MS. PSAKI: We are reviewing programs – and I know this has been a very confusing process, as funding programs often can be. So we are reviewing places where adjustments need to be made, and we will make those as needed.

QUESTION: Okay. So excellent to have dispatched with that apparently erroneous report. Can you take the question of – and it’s a question I think is perfectly reasonable to ask, because you are yourselves trying to figure this out – exactly how much of the $250 million in economic assistance falls into the category of assistance that benefits the government, and therefore that you are reviewing for whether you can continue it or not continue it under the law?

MS. PSAKI: I’m happy to look into this. I know it seems like there would be an obvious answer, but it’s a question I asked in anticipation that you all may ask. There wasn’t an easy answer --

QUESTION: Okay.

MS. PSAKI: -- so let me see if there’s an easy answer or information more that we can provide to all of you.

QUESTION: Okay. Then, second, if I can continue on the --

MS. PSAKI: Sure.

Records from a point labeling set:
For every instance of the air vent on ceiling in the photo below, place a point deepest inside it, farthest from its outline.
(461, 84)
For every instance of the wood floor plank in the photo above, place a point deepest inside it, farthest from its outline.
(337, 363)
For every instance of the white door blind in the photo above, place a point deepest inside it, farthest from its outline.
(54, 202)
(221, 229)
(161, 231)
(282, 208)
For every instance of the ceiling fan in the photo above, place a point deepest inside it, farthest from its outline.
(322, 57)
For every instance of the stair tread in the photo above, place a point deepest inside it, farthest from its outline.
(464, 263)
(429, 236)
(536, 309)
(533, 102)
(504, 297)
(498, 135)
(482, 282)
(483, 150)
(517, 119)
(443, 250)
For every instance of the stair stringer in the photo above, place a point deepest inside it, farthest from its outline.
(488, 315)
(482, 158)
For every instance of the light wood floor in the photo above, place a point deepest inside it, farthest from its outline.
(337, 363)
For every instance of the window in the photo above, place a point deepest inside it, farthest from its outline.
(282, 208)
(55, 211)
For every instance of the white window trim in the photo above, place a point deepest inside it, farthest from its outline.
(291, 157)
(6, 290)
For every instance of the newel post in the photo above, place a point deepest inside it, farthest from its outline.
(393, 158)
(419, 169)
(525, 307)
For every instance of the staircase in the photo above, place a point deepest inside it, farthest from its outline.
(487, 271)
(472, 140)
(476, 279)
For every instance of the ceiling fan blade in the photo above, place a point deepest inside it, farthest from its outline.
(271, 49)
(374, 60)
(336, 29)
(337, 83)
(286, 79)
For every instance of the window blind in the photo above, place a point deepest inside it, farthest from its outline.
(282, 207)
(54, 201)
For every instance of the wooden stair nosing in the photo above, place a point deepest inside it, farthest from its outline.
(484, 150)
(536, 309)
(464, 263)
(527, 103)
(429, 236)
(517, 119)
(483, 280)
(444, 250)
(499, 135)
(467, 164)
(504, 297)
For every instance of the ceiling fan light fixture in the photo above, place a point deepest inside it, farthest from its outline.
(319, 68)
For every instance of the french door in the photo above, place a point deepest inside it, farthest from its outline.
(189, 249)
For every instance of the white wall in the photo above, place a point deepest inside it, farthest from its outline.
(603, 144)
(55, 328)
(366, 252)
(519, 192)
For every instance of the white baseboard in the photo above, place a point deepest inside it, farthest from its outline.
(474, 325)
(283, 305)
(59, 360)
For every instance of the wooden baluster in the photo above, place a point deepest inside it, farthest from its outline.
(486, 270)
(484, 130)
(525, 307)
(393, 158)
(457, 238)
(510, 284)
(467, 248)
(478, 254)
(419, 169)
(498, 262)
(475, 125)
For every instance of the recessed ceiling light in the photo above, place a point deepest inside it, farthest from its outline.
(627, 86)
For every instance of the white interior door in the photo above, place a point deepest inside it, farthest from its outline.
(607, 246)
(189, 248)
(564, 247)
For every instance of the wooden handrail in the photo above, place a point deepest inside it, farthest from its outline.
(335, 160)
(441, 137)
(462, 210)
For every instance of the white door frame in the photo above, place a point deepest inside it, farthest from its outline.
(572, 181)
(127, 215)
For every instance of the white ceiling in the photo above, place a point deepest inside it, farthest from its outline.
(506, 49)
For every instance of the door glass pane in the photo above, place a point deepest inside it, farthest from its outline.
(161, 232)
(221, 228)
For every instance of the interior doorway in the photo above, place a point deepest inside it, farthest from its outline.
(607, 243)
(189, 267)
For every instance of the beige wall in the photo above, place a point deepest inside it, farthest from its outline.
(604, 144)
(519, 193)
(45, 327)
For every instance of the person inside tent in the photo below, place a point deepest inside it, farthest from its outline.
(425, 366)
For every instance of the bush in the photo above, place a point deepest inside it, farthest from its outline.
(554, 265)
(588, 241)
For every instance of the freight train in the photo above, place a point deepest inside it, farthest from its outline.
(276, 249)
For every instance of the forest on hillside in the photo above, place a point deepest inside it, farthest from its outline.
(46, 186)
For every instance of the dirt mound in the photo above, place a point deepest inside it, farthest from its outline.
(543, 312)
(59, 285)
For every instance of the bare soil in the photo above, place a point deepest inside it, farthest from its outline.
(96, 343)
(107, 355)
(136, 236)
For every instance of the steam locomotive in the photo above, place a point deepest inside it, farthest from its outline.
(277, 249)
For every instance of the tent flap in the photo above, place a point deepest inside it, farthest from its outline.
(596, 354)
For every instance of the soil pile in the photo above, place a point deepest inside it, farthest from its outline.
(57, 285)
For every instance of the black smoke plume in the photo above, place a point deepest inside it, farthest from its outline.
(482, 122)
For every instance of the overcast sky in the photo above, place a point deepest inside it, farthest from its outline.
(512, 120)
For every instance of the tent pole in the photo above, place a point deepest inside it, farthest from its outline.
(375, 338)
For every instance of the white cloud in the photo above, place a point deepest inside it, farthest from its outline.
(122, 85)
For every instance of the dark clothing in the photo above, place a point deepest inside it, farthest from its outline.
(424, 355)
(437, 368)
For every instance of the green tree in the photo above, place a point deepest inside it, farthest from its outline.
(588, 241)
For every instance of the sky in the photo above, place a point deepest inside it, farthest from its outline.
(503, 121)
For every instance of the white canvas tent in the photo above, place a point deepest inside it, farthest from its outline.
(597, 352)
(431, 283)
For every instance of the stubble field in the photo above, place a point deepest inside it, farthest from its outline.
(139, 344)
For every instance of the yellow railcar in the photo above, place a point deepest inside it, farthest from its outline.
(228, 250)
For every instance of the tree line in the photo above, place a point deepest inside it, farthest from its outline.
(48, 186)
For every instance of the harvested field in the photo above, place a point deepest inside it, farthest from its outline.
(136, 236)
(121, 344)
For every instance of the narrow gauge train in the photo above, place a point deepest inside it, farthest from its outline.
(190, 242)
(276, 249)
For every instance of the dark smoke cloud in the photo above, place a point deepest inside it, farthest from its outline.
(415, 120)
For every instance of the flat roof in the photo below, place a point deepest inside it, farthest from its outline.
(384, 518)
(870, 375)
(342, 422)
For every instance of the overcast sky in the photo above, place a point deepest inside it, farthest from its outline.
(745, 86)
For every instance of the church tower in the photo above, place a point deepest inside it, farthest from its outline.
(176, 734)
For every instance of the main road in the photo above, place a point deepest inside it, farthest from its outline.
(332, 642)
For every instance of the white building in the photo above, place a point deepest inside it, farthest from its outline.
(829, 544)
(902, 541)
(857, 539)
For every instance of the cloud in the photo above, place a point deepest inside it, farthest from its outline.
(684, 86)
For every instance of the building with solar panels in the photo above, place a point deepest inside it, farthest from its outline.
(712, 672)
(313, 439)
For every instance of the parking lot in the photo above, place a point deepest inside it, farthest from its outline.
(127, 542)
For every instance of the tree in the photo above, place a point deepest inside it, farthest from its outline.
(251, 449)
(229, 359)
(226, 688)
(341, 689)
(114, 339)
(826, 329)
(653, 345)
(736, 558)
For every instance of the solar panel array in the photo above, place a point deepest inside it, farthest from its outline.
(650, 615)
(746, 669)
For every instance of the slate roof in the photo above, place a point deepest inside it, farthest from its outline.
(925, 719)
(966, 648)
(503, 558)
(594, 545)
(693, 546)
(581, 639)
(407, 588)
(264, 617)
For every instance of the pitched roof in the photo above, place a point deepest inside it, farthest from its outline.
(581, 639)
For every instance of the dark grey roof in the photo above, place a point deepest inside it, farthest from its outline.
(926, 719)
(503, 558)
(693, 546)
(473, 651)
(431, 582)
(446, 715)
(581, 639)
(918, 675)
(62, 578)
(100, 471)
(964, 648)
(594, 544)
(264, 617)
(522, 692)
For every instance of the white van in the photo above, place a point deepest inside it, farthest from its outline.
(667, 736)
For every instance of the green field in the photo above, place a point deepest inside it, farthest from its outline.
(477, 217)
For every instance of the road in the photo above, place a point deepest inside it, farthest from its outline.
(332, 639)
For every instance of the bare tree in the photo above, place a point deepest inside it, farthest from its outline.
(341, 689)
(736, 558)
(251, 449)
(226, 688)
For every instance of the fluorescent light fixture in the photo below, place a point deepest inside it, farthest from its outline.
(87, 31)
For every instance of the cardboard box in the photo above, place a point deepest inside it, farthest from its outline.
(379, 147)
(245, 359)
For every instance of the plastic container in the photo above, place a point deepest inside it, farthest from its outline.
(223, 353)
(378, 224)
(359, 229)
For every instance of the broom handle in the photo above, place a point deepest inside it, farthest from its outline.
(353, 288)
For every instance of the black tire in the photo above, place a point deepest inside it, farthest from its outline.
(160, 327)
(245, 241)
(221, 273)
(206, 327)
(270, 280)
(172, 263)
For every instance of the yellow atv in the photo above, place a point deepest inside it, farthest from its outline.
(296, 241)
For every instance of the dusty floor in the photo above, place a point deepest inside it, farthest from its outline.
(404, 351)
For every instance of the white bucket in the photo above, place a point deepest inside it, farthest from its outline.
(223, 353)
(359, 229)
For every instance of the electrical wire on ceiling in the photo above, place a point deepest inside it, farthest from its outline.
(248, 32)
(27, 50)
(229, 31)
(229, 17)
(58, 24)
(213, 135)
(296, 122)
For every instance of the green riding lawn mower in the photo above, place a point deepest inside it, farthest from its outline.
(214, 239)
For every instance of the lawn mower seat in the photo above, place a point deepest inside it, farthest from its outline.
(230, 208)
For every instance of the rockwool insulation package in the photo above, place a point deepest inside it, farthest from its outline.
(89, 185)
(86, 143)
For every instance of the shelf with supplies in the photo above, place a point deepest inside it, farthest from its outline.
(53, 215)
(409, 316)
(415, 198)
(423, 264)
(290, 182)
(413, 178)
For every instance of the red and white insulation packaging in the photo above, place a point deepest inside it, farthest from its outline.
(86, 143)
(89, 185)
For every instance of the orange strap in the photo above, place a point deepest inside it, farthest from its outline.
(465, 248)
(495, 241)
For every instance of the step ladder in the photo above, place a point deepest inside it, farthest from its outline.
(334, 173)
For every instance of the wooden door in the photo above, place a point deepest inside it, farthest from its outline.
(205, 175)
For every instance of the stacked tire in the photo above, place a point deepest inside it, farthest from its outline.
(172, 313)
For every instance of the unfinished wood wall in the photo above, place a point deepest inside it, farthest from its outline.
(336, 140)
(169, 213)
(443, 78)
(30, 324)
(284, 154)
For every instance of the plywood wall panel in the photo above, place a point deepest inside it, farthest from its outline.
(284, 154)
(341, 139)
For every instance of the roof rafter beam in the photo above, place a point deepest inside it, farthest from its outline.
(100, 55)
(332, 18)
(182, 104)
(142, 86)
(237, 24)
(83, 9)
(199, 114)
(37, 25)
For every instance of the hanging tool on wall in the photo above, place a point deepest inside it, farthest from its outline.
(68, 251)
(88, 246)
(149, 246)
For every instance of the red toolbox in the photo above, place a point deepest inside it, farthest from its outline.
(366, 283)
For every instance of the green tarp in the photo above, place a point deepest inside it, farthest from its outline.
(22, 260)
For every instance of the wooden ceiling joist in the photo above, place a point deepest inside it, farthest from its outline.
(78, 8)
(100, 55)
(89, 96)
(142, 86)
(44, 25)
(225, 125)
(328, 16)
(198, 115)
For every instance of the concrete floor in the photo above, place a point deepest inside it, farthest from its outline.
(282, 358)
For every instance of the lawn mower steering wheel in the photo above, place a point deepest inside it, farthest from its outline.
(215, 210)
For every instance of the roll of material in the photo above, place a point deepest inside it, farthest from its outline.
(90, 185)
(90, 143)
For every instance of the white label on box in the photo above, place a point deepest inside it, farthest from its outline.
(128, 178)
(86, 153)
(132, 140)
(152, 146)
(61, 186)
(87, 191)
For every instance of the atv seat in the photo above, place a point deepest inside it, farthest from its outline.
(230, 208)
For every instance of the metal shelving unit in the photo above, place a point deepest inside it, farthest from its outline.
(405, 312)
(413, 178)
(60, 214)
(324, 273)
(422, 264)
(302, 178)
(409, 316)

The tasks »
1) In the briefing transcript, condense the paragraph that begins "We are reviewing programs" into a single shorter sentence that keeps its main facts.
2) Put this sentence from the briefing transcript into Spanish: "I know it seems like there would be an obvious answer, but it’s a question I asked in anticipation that you all may ask."
3) Quote the briefing transcript word for word, everything from "MS. PSAKI: We" down to "under the law?".
These lines were taken from a separate source and are unrelated to the briefing transcript.

Replies »
1) We are reviewing programs, a confusing process as funding programs often are, and will make adjustments where they are needed.

2) Sé que parece que habría una respuesta obvia, pero es una pregunta que hice anticipando que ustedes podrían hacerla.

3)
MS. PSAKI: We are reviewing programs – and I know this has been a very confusing process, as funding programs often can be. So we are reviewing places where adjustments need to be made, and we will make those as needed.

QUESTION: Okay. So excellent to have dispatched with that apparently erroneous report. Can you take the question of – and it’s a question I think is perfectly reasonable to ask, because you are yourselves trying to figure this out – exactly how much of the $250 million in economic assistance falls into the category of assistance that benefits the government, and therefore that you are reviewing for whether you can continue it or not continue it under the law?